= TO BE DONE =
Copy every one of the lines below word for word, changing nothing.

= PROVIDED ENTRIES =

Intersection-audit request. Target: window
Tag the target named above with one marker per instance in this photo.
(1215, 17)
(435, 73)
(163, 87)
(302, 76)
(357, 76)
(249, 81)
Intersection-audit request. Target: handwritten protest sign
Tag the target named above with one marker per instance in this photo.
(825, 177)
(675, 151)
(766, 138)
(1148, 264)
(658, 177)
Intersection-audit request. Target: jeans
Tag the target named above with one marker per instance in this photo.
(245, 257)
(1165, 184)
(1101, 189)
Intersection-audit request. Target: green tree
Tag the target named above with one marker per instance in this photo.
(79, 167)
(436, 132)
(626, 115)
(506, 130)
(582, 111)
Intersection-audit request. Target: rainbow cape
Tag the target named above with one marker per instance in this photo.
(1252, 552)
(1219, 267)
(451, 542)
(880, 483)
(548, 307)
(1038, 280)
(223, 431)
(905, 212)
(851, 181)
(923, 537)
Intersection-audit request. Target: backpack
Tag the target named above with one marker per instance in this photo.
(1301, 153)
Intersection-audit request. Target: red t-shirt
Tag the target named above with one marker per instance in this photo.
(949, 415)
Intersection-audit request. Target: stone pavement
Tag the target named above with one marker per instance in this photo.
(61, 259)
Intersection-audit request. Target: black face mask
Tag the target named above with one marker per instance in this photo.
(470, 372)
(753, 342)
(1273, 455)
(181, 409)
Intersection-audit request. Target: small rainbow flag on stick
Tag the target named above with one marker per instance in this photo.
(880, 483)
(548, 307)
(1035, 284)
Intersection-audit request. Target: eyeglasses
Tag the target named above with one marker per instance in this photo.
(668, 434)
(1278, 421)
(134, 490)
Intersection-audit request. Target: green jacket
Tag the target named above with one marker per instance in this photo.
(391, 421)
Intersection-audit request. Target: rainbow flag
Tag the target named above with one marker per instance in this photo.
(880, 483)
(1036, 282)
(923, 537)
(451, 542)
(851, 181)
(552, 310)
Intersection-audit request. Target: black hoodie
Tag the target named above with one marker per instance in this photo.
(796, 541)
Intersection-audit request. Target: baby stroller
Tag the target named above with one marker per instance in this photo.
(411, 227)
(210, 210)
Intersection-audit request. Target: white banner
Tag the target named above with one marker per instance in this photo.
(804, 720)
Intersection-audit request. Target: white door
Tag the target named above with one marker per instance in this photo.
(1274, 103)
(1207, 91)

= WRITTEN REPLY =
Intersection-audit request. Target: window
Tag the target named above with one marker per instance in this photo.
(1215, 17)
(435, 73)
(163, 87)
(302, 76)
(357, 76)
(249, 81)
Intersection-audit request. Target: handwritten protest sign
Tag the target named above with one marker per instance in this photo.
(825, 177)
(675, 151)
(766, 138)
(1148, 264)
(658, 177)
Intersection-audit request. Target: jeans
Tag the target named above with one marker per instance in this photo.
(245, 257)
(1165, 184)
(1101, 189)
Intersection-audit request. Target: green tree
Tag the target named above with one marker per instance in this photo.
(79, 167)
(436, 132)
(626, 115)
(506, 130)
(582, 111)
Intersection-audit request. Target: rainbow cape
Tag the target named above with one marker per instance in this photo.
(1252, 552)
(1219, 267)
(451, 542)
(880, 483)
(548, 307)
(1038, 280)
(223, 431)
(905, 212)
(851, 181)
(923, 537)
Intersection-audit request. Target: backpack
Tag the target named above with one marker per instance in this photo.
(1301, 153)
Intersection-audit request. Target: red t-shirt
Tag the target named above with one marker per instance in this photo.
(949, 415)
Intersection-audit request. Target: stone pavement
Tag the target named above with one marker per instance in this photo.
(61, 259)
Intersection-audit request. Target: black face mask
Tag the target named above with one marker per instance in this photo.
(470, 372)
(753, 342)
(1273, 455)
(181, 409)
Intersection-audit request. Target: small rainbow flag on stick
Tag the target named above with one marker per instance in this photo.
(880, 483)
(548, 307)
(1035, 284)
Intersection-audit request. Target: eyeglasses
Tag the target named above with one marker per instance in this photo.
(668, 434)
(1278, 421)
(134, 490)
Intersection-audit request. Target: green jacket
Tag the target named above with one marker per instance in this photo.
(391, 421)
Intersection-audit request. Target: rainbow flag
Tag the target named above with one marker per instance in this photo.
(880, 483)
(1036, 282)
(923, 537)
(451, 542)
(851, 181)
(552, 310)
Intersection-audit request. Target: black hoodie
Tag the target named above with one marker per instance in this photo.
(796, 541)
Intersection-audit request. Target: baby stroller
Tag the target named above with one marker per instance in this photo.
(411, 227)
(210, 210)
Intersection-audit request. Target: white banner
Tag the target named above with one marker per instance in this photo.
(804, 720)
Intersection-audit request. Target: white door
Tag the target named above with one marker per instance in this photo.
(1274, 103)
(1207, 91)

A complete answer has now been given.